-- YOUR TASK --
Show every line of the material below that contains the string "each". Match case exactly.

-- DATA SUPPLIED --
>> Start
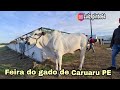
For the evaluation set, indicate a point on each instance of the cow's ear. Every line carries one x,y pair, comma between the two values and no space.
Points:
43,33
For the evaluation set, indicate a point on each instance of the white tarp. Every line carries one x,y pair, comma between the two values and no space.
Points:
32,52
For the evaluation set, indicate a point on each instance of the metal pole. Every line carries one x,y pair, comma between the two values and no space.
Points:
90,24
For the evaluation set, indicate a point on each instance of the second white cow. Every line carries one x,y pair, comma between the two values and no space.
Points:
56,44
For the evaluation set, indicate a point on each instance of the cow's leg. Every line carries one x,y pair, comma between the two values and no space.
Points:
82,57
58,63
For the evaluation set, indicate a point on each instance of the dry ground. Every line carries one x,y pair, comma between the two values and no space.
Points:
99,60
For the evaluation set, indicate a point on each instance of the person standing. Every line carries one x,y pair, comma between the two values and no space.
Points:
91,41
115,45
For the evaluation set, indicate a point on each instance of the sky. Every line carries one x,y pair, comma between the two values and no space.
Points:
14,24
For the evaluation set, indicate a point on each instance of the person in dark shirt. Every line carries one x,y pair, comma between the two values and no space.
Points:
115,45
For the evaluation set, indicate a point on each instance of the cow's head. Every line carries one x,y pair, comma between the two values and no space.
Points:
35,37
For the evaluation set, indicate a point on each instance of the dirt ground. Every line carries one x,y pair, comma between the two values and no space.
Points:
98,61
>> End
>> Start
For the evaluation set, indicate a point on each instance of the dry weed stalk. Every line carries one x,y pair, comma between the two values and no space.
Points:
>> End
-- FINAL RESULT --
For the evaluation set, indicate a point on each instance of the cow's ear. Every line carries one x,y pair, comma between the two values and no space.
For the evaluation set, indicate a point on each instance of the white tarp. Every line carries one x,y pair, comma between the two values and no space.
For the evaluation set, indicate a point on each instance of the metal pole. Every line carries one x,y pair, comma between the two values and no space.
For the evaluation set, indicate a point on each instance of the second white cow. Every line carries one x,y pair, comma between the two values and no space.
For the evaluation set, indicate a point on each instance of the cow's leg. Every line carries one x,y pair, comma between the two values and no space.
For the evaluation set, indicate a point on each instance of the dry ground. Every line carries one x,y pair, comma between the two values and no space.
For the evaluation set, indicate a point on each instance of the person standing. Every line carries one x,y pair, comma between the two values and no space.
For the evaluation set, indicate a point on each instance of the sky. Every line carries one x,y pair, comma between the two values and no space.
For the evaluation set, indicate a point on each instance of the person in dark shirt. Every line carries one x,y pair, comma between the two values and no space.
For the evaluation set, indicate a point on each instance of the cow's head. Every line carries one x,y pair, comma between the two values and no space.
For the evaluation set, indicate a point on each instance of the dirt ground. Every line carries one x,y pair, comma between the two values and no space.
For the evaluation set, indicate a point on each instance of the dry weed stalk. Every line carries one x,y pair, comma between the two values and no space.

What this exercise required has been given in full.